• Task to complete
Looking through the data, please report how many lines contain the string "road", giving nothing but the number.
○ ○ ○ ○ ○ ○ ○
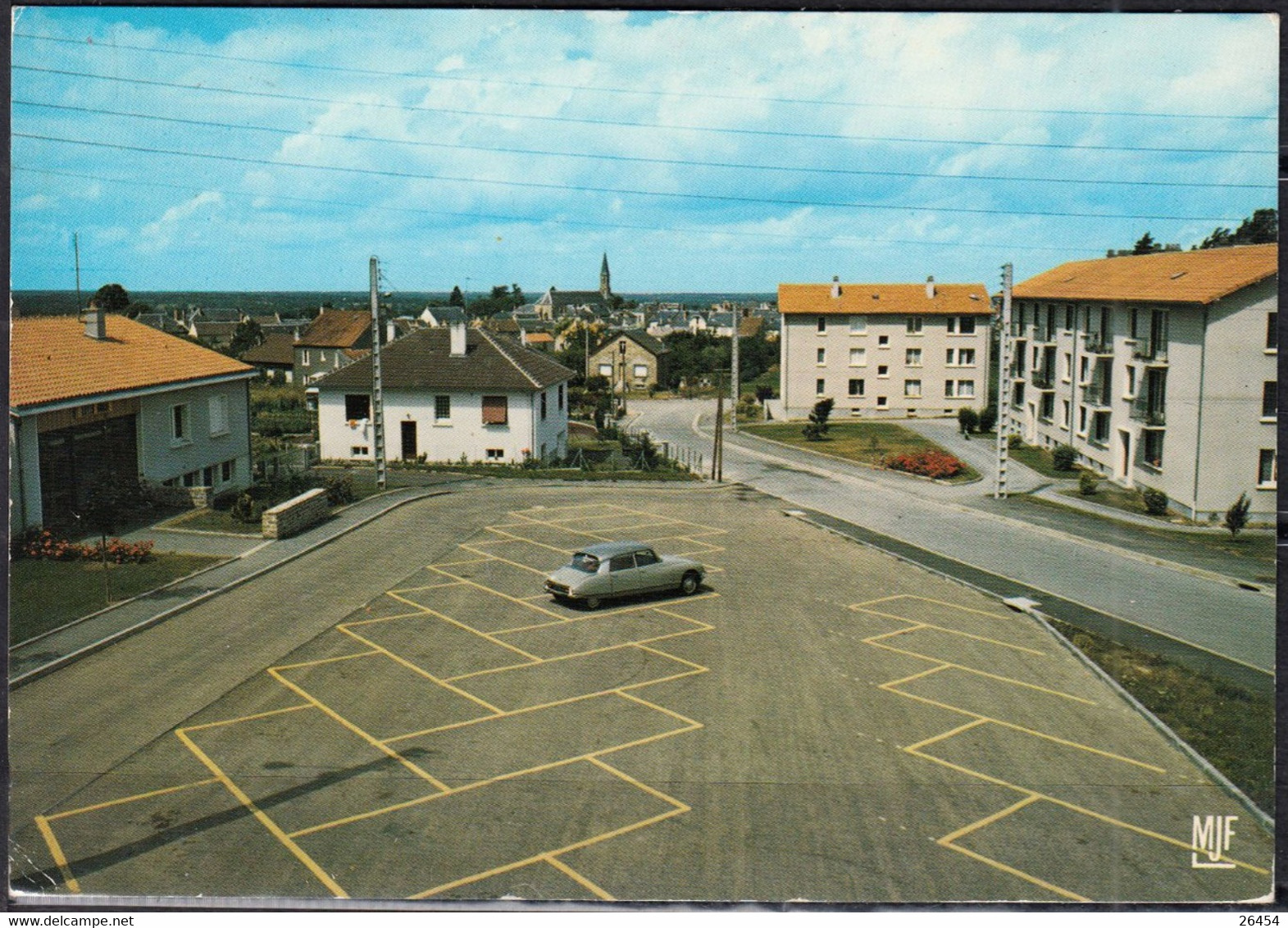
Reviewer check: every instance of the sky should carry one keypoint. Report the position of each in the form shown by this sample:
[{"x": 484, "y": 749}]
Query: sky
[{"x": 723, "y": 151}]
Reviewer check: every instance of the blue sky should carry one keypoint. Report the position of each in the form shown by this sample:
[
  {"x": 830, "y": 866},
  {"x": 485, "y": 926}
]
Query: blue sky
[{"x": 279, "y": 149}]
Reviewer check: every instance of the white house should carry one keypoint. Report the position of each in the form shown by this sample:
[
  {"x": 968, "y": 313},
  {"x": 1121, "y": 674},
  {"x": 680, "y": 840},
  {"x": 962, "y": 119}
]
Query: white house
[
  {"x": 112, "y": 399},
  {"x": 450, "y": 393}
]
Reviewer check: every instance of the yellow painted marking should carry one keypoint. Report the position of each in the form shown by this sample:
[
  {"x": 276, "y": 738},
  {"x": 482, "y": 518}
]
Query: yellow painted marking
[
  {"x": 248, "y": 718},
  {"x": 960, "y": 729},
  {"x": 263, "y": 819},
  {"x": 325, "y": 661},
  {"x": 423, "y": 672},
  {"x": 376, "y": 743},
  {"x": 1023, "y": 876},
  {"x": 576, "y": 876},
  {"x": 130, "y": 798},
  {"x": 57, "y": 851}
]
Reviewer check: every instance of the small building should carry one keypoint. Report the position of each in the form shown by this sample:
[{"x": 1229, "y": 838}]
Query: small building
[
  {"x": 448, "y": 393},
  {"x": 1159, "y": 370},
  {"x": 884, "y": 349},
  {"x": 335, "y": 339},
  {"x": 111, "y": 399},
  {"x": 631, "y": 359}
]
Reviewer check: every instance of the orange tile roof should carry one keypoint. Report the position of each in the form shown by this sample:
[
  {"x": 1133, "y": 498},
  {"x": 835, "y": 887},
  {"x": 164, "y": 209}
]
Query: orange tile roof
[
  {"x": 1199, "y": 277},
  {"x": 336, "y": 329},
  {"x": 951, "y": 299},
  {"x": 52, "y": 359}
]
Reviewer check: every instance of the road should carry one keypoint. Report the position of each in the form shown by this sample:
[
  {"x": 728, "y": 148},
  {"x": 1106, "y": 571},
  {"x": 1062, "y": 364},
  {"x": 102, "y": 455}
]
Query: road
○ ○ ○ ○ ○ ○ ○
• Answer space
2